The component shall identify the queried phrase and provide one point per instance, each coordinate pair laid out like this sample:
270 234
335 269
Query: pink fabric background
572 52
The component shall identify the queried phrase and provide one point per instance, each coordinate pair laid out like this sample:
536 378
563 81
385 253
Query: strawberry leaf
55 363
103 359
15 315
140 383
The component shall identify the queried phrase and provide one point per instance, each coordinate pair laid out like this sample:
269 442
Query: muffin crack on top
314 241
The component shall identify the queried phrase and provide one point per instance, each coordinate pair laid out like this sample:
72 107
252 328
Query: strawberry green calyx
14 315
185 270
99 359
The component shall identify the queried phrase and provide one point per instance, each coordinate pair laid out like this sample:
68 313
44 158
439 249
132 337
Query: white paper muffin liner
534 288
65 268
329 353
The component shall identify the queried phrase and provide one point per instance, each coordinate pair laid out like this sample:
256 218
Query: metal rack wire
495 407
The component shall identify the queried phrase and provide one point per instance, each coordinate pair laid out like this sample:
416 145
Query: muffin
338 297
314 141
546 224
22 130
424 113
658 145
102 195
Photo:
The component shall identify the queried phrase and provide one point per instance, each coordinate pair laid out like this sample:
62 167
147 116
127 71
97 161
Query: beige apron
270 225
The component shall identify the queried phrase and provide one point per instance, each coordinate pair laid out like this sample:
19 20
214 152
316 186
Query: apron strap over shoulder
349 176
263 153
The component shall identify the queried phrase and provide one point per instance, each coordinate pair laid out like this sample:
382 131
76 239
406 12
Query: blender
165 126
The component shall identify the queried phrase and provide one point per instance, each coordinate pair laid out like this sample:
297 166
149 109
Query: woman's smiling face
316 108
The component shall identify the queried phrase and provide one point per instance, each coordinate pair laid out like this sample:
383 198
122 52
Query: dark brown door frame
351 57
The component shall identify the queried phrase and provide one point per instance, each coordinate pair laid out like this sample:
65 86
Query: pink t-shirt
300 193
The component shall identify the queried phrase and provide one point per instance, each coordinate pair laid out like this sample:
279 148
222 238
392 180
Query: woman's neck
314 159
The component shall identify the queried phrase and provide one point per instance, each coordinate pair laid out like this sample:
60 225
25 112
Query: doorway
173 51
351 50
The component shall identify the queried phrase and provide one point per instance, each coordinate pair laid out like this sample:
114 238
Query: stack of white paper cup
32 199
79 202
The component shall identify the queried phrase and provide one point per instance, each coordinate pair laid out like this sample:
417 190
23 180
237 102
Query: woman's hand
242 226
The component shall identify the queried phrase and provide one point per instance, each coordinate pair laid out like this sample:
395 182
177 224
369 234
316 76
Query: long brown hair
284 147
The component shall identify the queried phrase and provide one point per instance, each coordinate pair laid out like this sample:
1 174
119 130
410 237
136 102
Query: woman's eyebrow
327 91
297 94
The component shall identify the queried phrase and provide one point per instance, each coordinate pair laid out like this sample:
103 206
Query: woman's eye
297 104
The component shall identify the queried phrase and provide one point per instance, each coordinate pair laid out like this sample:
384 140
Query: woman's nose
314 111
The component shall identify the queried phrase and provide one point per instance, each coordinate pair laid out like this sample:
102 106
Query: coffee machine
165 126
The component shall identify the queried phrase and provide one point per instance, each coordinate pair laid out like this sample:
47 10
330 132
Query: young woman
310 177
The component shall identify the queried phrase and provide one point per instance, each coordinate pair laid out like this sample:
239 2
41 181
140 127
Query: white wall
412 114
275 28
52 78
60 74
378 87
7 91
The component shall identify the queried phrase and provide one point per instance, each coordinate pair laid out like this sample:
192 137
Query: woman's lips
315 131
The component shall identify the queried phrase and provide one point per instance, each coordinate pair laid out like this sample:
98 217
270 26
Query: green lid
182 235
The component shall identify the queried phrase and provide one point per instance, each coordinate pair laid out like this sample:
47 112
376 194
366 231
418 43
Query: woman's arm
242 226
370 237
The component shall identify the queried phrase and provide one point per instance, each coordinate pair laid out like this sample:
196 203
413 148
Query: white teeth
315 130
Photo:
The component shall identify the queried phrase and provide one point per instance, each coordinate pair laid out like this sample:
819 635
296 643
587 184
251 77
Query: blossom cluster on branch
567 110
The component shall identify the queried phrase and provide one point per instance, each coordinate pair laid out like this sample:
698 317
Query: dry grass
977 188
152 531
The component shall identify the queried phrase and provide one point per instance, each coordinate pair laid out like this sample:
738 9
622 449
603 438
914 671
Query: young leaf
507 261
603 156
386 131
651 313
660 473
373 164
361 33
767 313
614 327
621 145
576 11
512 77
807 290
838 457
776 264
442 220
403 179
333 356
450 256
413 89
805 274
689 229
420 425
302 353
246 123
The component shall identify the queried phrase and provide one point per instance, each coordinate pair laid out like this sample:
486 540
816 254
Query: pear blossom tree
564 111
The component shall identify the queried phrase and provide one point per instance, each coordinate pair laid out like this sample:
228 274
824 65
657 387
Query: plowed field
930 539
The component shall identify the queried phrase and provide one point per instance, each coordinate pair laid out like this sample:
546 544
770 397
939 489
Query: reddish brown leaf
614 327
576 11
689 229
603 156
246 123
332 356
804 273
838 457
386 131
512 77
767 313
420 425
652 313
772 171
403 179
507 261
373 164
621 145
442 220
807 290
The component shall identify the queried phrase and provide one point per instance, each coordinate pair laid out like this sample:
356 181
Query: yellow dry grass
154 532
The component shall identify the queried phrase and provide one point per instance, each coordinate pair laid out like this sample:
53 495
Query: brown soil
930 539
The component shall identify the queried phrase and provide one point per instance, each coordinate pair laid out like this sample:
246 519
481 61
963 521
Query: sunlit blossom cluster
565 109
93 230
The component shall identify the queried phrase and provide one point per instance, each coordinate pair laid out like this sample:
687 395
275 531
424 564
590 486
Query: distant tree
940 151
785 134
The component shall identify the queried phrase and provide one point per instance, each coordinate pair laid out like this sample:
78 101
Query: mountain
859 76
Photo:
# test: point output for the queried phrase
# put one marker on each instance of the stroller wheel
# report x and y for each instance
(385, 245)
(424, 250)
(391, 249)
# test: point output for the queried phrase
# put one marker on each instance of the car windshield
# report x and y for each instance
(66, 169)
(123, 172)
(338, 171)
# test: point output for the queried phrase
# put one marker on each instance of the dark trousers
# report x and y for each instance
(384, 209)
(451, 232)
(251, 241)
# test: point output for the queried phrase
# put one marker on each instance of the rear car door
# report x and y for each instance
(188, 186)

What is required
Without omitting anything, retype all of the material above exactly.

Output
The component shall identify the queried phrase and provide one point per instance, each coordinate pair laid out like this sample:
270 234
335 269
Query: pink fabric background
572 52
The component shall identify the queried phrase and provide one point per instance, each coordinate pair laid out like this sample:
536 378
563 81
385 253
Query: strawberry leaf
55 363
103 359
15 315
140 383
The component shall identify the queried phrase and provide one point per instance, each coordinate pair laid out like this sample:
269 442
Query: muffin crack on top
314 241
The component shall identify the queried phrase and provide one point per instance, each coordinate pair laid out like this sample:
72 107
252 328
Query: strawberry green calyx
14 315
185 270
99 359
The component shall identify the queried phrase and provide one point per instance, each coordinate pair laid out like this sample:
68 313
44 158
439 249
132 337
Query: white paper muffin liner
534 288
65 268
329 353
The component shall identify the queried phrase and provide one point per instance, each coordinate pair laid out like this sample:
256 218
Query: metal rack wire
495 407
The component shall identify the queried phrase and provide one point per instance, each coordinate pair laid out like this sample:
416 145
Query: muffin
338 297
314 141
546 224
22 130
424 113
658 145
102 195
Photo:
The component shall identify the queried phrase and provide one point per instance, each coordinate pair laid out like this sample:
62 167
147 116
127 71
97 161
Query: beige apron
270 225
The component shall identify the queried phrase and provide one point per instance, each coordinate pair laid out like this sample:
19 20
214 152
316 186
Query: apron strap over shoulder
349 176
263 153
The component shall identify the queried phrase and provide one point per instance, each coordinate pair laid out like this sample:
382 131
76 239
406 12
Query: blender
165 126
The component shall identify the queried phrase and provide one point per instance, each coordinate pair laid out like this sample:
297 166
149 109
Query: woman's smiling face
316 108
The component shall identify the queried phrase and provide one point per instance, each coordinate pair laid out like this sample:
383 198
122 52
Query: dark brown door frame
351 57
The component shall identify the queried phrase and provide one point per instance, each coordinate pair laid out like this sample:
65 86
Query: pink t-shirt
300 193
The component shall identify the queried phrase and provide one point per instance, each coordinate pair laid out like this sample:
279 148
222 238
392 180
Query: woman's neck
314 159
The component shall identify the queried phrase and provide one point per instance, each coordinate pair laid out like this sample:
60 225
25 112
Query: doorway
173 51
351 50
The component shall identify the queried phrase and provide one point per instance, each coordinate pair laid out like this sample:
114 238
Query: stack of white paper cup
32 199
79 202
The component shall identify the queried phrase and provide one point per instance, each coordinate pair laid out like this sample:
417 190
23 180
237 102
Query: woman's hand
242 226
The component shall identify the queried phrase and provide one point per instance, each coordinate pair laid out like this sample:
395 182
177 224
369 234
316 76
Query: long brown hair
284 147
The component shall identify the queried phrase and provide one point per instance, each coordinate pair laid out like this sample:
1 174
119 130
410 237
136 102
Query: woman's eyebrow
327 91
297 94
The component shall identify the queried phrase and provide one point per instance, each coordinate pair laid out like this sample:
103 206
Query: woman's eye
297 104
The component shall identify the queried phrase and provide one point per instance, each coordinate pair laid out like this sample:
384 140
Query: woman's nose
314 111
The component shall identify the queried phrase and provide one point per instance, each coordinate pair laid out like this sample:
102 106
Query: coffee machine
165 126
The component shall identify the queried phrase and provide one point per instance, each coordinate pair laid out like this sample:
47 10
330 132
Query: young woman
310 177
The component shall identify the queried phrase and provide one point per instance, each coordinate pair laid out like this sample:
239 2
41 181
140 127
Query: white wall
412 114
275 28
52 78
60 74
378 87
7 91
The component shall identify the queried phrase and provide one point per instance, each coordinate pair laid out like this sample:
192 137
Query: woman's lips
315 131
The component shall identify the queried phrase and provide one point per instance, each coordinate pair laid out like this sample:
98 217
270 26
Query: green lid
182 235
The component shall identify the queried phrase and provide one point per instance, each coordinate pair laid out like this sample:
47 112
376 194
366 231
418 43
Query: woman's arm
242 226
370 237
The component shall identify the queried phrase and provide one point per instance, each coordinate pair laid out like this sample:
196 203
413 148
Query: white teeth
315 130
Photo:
The component shall identify the queried phrase and provide one point per instance, each coordinate pair laid out like this sample:
819 635
296 643
587 184
251 77
Query: blossom cluster on branch
567 110
The component shall identify the queried phrase and provide one point per instance, each coordinate pair laid out like this sample:
698 317
Query: dry grass
977 188
152 531
The component shall identify the queried phrase and provide one point per instance, each coordinate pair laid out like this sample:
738 9
622 449
603 438
914 671
Query: young leaf
507 261
603 156
386 131
651 313
660 473
373 164
361 33
767 313
614 327
621 145
576 11
512 77
807 290
838 457
776 264
442 220
403 179
333 356
450 256
413 89
805 274
689 229
420 425
302 353
246 123
The component shall identify the queried phrase and provide one point per instance, each coordinate pair laid out like this sample:
486 540
816 254
Query: pear blossom tree
564 111
The component shall identify the queried phrase and provide one point per instance, each coordinate pair laid out like this sample:
228 274
824 65
657 387
Query: plowed field
930 539
The component shall identify the queried phrase and provide one point per instance, each coordinate pair laid out like this sample:
546 544
770 397
939 489
Query: reddish brown leaf
614 327
576 11
689 229
603 156
246 123
332 356
804 273
838 457
386 131
512 77
767 313
420 425
652 313
772 171
403 179
507 261
373 164
621 145
442 220
807 290
The component shall identify the queried phrase and provide one point per instance, each coordinate pair laid out like this sample:
356 181
Query: yellow dry grass
154 532
The component shall identify the queried phrase and provide one point per instance, each coordinate pair laid out like this sample:
53 495
Query: brown soil
930 539
The component shall identify the queried phrase and provide one point per instance, each coordinate pair laid out like this sample:
246 519
481 61
963 521
Query: sunlit blossom cluster
565 109
93 230
The component shall identify the queried phrase and provide one point per instance, each coordinate pair laid out like this sample:
687 395
275 531
424 564
590 486
Query: distant tree
940 151
785 134
The component shall identify the queried phrase and provide one point per instance, each coordinate pair laid out like this sample:
78 101
Query: mountain
859 76
Photo:
# test: point output for the queried phrase
# put one marker on each instance of the stroller wheel
# report x and y for each instance
(385, 245)
(424, 250)
(391, 249)
# test: point output for the queried phrase
# put one marker on each instance of the car windshield
# report x and y for each instance
(66, 169)
(123, 172)
(338, 171)
# test: point output for the queried phrase
# put one marker on each instance of the dark trousers
# report x and y for each instance
(384, 209)
(451, 232)
(251, 241)
# test: point output for the queried phrase
# put one marker on each instance of the rear car door
# report x and y for each instance
(188, 186)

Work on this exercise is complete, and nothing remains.